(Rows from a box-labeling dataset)

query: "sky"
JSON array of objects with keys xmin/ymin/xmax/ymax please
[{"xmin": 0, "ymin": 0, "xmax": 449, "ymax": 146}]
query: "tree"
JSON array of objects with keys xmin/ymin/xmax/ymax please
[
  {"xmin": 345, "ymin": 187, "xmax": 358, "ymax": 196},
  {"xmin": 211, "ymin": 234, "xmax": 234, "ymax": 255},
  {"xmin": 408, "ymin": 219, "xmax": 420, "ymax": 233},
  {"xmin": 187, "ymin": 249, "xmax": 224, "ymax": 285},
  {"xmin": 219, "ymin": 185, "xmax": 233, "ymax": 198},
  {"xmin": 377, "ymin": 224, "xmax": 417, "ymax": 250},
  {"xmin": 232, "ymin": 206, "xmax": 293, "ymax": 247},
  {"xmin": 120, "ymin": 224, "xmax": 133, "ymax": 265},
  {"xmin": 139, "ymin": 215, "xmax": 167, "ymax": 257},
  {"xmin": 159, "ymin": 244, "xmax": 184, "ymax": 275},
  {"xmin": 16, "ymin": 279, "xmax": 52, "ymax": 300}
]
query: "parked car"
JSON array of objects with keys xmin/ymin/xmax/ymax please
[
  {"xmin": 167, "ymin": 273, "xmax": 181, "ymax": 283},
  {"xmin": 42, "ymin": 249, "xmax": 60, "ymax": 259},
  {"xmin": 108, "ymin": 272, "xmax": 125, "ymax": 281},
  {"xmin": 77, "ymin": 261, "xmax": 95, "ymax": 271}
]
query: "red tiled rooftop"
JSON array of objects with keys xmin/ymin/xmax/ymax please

- _WHAT TO PRODUCE_
Rewrite every line of the records above as a numbered list, leaving out any blank lines.

- _RESPONSE_
1. query: "sky"
2. JSON array of objects with keys xmin/ymin/xmax/ymax please
3. [{"xmin": 0, "ymin": 0, "xmax": 449, "ymax": 146}]
4. query: "tree"
5. JSON array of objects with keys xmin/ymin/xmax/ymax please
6. [
7.   {"xmin": 345, "ymin": 187, "xmax": 358, "ymax": 196},
8.   {"xmin": 211, "ymin": 234, "xmax": 234, "ymax": 255},
9.   {"xmin": 408, "ymin": 219, "xmax": 420, "ymax": 233},
10.   {"xmin": 187, "ymin": 249, "xmax": 224, "ymax": 285},
11.   {"xmin": 219, "ymin": 185, "xmax": 233, "ymax": 198},
12.   {"xmin": 377, "ymin": 224, "xmax": 417, "ymax": 250},
13.   {"xmin": 232, "ymin": 206, "xmax": 293, "ymax": 247},
14.   {"xmin": 120, "ymin": 224, "xmax": 133, "ymax": 265},
15.   {"xmin": 139, "ymin": 215, "xmax": 167, "ymax": 257},
16.   {"xmin": 159, "ymin": 244, "xmax": 184, "ymax": 275},
17.   {"xmin": 16, "ymin": 279, "xmax": 52, "ymax": 300}
18. ]
19. query: "parked car"
20. JSON array of objects with keys xmin/ymin/xmax/ymax please
21. [
22.   {"xmin": 167, "ymin": 273, "xmax": 181, "ymax": 283},
23.   {"xmin": 42, "ymin": 249, "xmax": 60, "ymax": 259},
24.   {"xmin": 108, "ymin": 272, "xmax": 125, "ymax": 281},
25.   {"xmin": 77, "ymin": 261, "xmax": 95, "ymax": 271}
26. ]
27. query: "red tiled rooftop"
28. JSON array of objects with keys xmin/ymin/xmax/ymax please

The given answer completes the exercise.